*Exercise description*
Reproduce the material below verbatim, leaving out the pictures.

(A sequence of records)
+---+
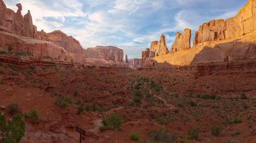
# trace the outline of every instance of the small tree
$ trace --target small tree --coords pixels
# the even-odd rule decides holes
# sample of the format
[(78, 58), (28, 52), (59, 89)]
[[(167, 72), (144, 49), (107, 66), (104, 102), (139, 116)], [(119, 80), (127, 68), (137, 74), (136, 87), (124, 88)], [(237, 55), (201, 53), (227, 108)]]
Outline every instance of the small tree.
[(15, 115), (6, 124), (4, 115), (0, 115), (0, 142), (18, 143), (25, 133), (25, 122), (19, 114)]

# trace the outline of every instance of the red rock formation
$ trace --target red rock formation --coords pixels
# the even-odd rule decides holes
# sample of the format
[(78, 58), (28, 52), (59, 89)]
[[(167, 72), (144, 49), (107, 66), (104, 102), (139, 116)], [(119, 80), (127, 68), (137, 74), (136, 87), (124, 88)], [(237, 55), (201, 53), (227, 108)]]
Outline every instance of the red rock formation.
[(152, 55), (151, 57), (158, 56), (163, 54), (166, 54), (168, 52), (168, 49), (167, 48), (165, 44), (165, 37), (164, 35), (161, 36), (160, 40), (159, 41), (154, 41), (151, 43), (150, 46), (150, 51)]
[(171, 52), (190, 48), (190, 30), (185, 28), (182, 34), (177, 32), (176, 35), (176, 38), (172, 46)]
[(22, 15), (22, 6), (16, 5), (17, 12), (6, 8), (4, 2), (0, 1), (0, 25), (9, 28), (18, 35), (36, 38), (36, 27), (33, 25), (31, 15), (29, 13), (25, 17)]
[(114, 46), (96, 46), (84, 49), (87, 58), (103, 59), (106, 61), (123, 62), (123, 51)]
[(3, 0), (0, 0), (0, 7), (4, 7), (5, 8), (6, 8), (6, 6), (5, 5), (5, 3), (4, 3), (4, 1)]
[(24, 35), (27, 37), (36, 38), (37, 37), (37, 30), (36, 26), (33, 25), (33, 21), (30, 11), (24, 15)]
[(214, 20), (203, 24), (195, 33), (194, 45), (236, 38), (255, 31), (255, 0), (249, 0), (235, 17), (226, 20)]
[(33, 56), (47, 56), (60, 60), (74, 59), (73, 55), (62, 47), (50, 42), (13, 34), (8, 30), (0, 25), (0, 50), (10, 46), (14, 52), (23, 51)]
[(128, 56), (127, 56), (127, 54), (125, 54), (125, 63), (127, 63), (129, 62), (128, 62)]
[(83, 48), (78, 41), (72, 36), (68, 36), (60, 31), (55, 31), (46, 33), (41, 30), (37, 33), (38, 38), (41, 40), (51, 42), (56, 45), (63, 47), (68, 52), (73, 54), (75, 60), (84, 63), (86, 62)]
[[(255, 59), (255, 21), (256, 0), (249, 0), (235, 17), (211, 20), (200, 26), (192, 48), (144, 60), (142, 66), (180, 66)], [(177, 41), (176, 47), (182, 49), (182, 46), (176, 46), (179, 45)]]

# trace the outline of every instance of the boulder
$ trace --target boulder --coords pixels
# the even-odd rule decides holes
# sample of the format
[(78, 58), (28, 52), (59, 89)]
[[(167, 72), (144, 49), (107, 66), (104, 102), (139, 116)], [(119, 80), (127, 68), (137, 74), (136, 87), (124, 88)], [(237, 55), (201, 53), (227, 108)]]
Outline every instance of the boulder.
[(191, 30), (184, 30), (182, 34), (177, 32), (174, 44), (172, 46), (171, 52), (190, 48)]

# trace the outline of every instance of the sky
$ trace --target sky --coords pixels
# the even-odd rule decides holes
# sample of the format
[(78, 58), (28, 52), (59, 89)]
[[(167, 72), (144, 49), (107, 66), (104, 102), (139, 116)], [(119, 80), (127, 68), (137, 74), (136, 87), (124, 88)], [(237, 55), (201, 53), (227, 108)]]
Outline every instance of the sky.
[(4, 0), (24, 15), (30, 10), (37, 30), (60, 30), (78, 40), (84, 48), (115, 46), (129, 59), (166, 37), (169, 50), (175, 33), (192, 30), (212, 19), (234, 16), (247, 0)]

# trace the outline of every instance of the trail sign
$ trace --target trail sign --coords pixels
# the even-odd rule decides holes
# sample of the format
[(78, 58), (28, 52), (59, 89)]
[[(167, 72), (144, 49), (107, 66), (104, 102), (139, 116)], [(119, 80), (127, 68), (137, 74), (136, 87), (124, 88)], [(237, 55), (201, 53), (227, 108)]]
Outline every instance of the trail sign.
[(86, 136), (86, 131), (79, 127), (76, 127), (76, 131), (80, 134), (80, 143), (82, 143), (82, 135)]

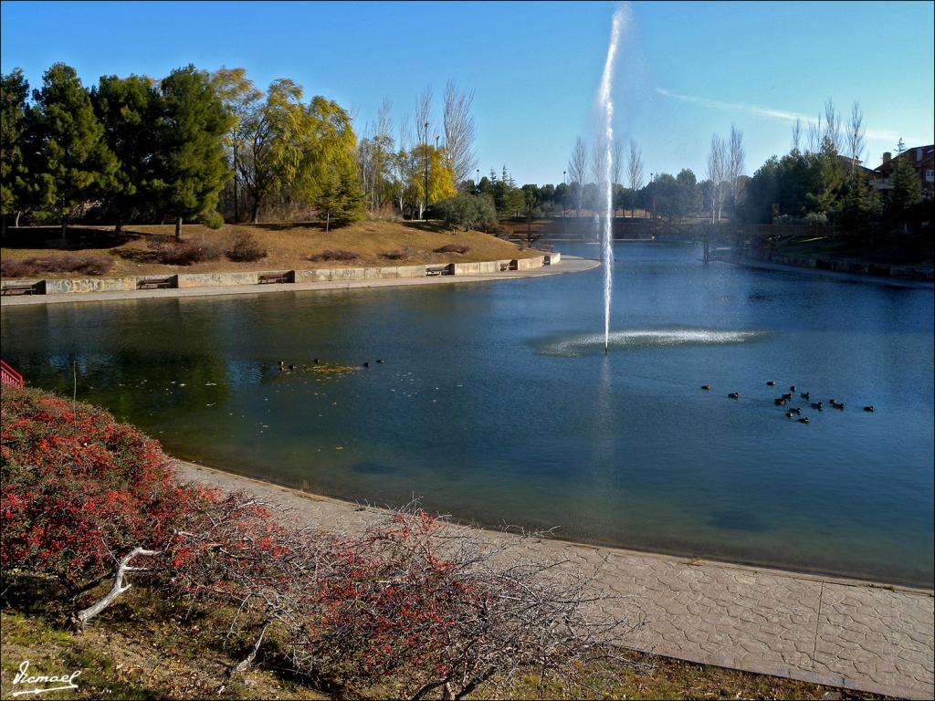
+---+
*Reply*
# trace the outline of every instance of the small tree
$ trace --target small tree --coords pixels
# the even-odd rule decides holes
# sample of the format
[(78, 58), (28, 52), (59, 89)]
[[(167, 72), (144, 49), (107, 66), (104, 102), (139, 116)], [(119, 80), (127, 68), (137, 74), (136, 87), (124, 88)], [(237, 55), (201, 53), (227, 108)]]
Outline every instance of the small tree.
[(15, 115), (6, 124), (4, 115), (0, 115), (0, 142), (18, 143), (25, 133), (25, 122), (19, 114)]

# trace the outline of every instance of the red rock formation
$ trace --target red rock formation --coords pixels
# the even-odd rule decides holes
# sample of the format
[(78, 58), (28, 52), (59, 89)]
[[(167, 72), (144, 49), (107, 66), (104, 102), (139, 116)], [(119, 80), (127, 68), (137, 74), (136, 87), (124, 88)], [(237, 55), (201, 53), (227, 108)]]
Outline every instance of the red rock formation.
[(152, 55), (151, 57), (158, 56), (163, 54), (166, 54), (168, 52), (168, 49), (167, 48), (165, 44), (165, 37), (164, 35), (161, 36), (160, 40), (159, 41), (154, 41), (151, 43), (150, 46), (150, 51)]
[(171, 52), (190, 48), (190, 30), (185, 28), (182, 34), (177, 32), (176, 35), (176, 38), (172, 46)]
[(22, 15), (22, 6), (16, 5), (17, 12), (6, 8), (4, 2), (0, 1), (0, 25), (9, 28), (18, 35), (36, 38), (36, 27), (33, 25), (31, 15), (29, 13), (25, 17)]
[(114, 46), (96, 46), (84, 49), (87, 58), (103, 59), (106, 61), (123, 62), (123, 51)]
[(3, 0), (0, 0), (0, 7), (4, 7), (5, 8), (6, 8), (6, 6), (5, 5), (5, 3), (4, 3), (4, 1)]
[(24, 35), (27, 37), (36, 38), (37, 37), (37, 30), (36, 26), (33, 25), (33, 21), (30, 11), (24, 15)]
[(214, 20), (203, 24), (195, 33), (194, 45), (236, 38), (255, 31), (255, 0), (249, 0), (235, 17), (226, 20)]
[(33, 56), (47, 56), (60, 60), (74, 59), (73, 55), (62, 47), (50, 42), (13, 34), (8, 30), (0, 25), (0, 50), (10, 46), (14, 52), (23, 51)]
[(128, 56), (127, 56), (127, 54), (125, 54), (125, 63), (127, 63), (129, 62), (128, 62)]
[(83, 48), (78, 41), (72, 36), (68, 36), (60, 31), (55, 31), (46, 33), (41, 30), (37, 33), (38, 38), (41, 40), (51, 42), (56, 45), (63, 47), (68, 52), (73, 54), (75, 60), (84, 63), (86, 62)]
[[(255, 59), (255, 21), (256, 0), (249, 0), (235, 17), (211, 20), (200, 26), (192, 48), (144, 60), (142, 66), (180, 66)], [(177, 41), (176, 47), (182, 49), (182, 46), (176, 46), (179, 45)]]

# trace the outline of every instance of the boulder
$ trace --target boulder --coords pixels
# the even-odd rule decides holes
# sample of the format
[(78, 58), (28, 52), (59, 89)]
[[(167, 72), (144, 49), (107, 66), (104, 102), (139, 116)], [(119, 80), (127, 68), (137, 74), (136, 87), (124, 88)], [(237, 55), (201, 53), (227, 108)]]
Outline every instance of the boulder.
[(191, 30), (184, 30), (182, 34), (177, 32), (174, 44), (172, 46), (171, 52), (190, 48)]

# trace the outline of every instance of the sky
$ trace --target sky --coords pixels
# the even-odd rule decides holes
# sample of the format
[(78, 58), (28, 52), (59, 89)]
[[(167, 72), (144, 49), (107, 66), (104, 102), (139, 116)], [(119, 80), (127, 68), (137, 74), (136, 87), (124, 88)], [(237, 55), (201, 53), (227, 108)]]
Outline every instance of the sky.
[(4, 0), (24, 15), (30, 10), (37, 30), (60, 30), (78, 40), (84, 48), (115, 46), (129, 59), (166, 37), (169, 50), (175, 33), (192, 30), (212, 19), (234, 16), (247, 0)]

# trace the outline of every instance of the trail sign
$ trace --target trail sign --coords pixels
# the even-odd rule decides holes
# sample of the format
[(78, 58), (28, 52), (59, 89)]
[[(167, 72), (144, 49), (107, 66), (104, 102), (139, 116)], [(119, 80), (127, 68), (137, 74), (136, 87), (124, 88)], [(237, 55), (201, 53), (227, 108)]]
Outline every instance of the trail sign.
[(86, 136), (86, 131), (79, 127), (76, 127), (76, 131), (80, 134), (80, 143), (82, 143), (82, 135)]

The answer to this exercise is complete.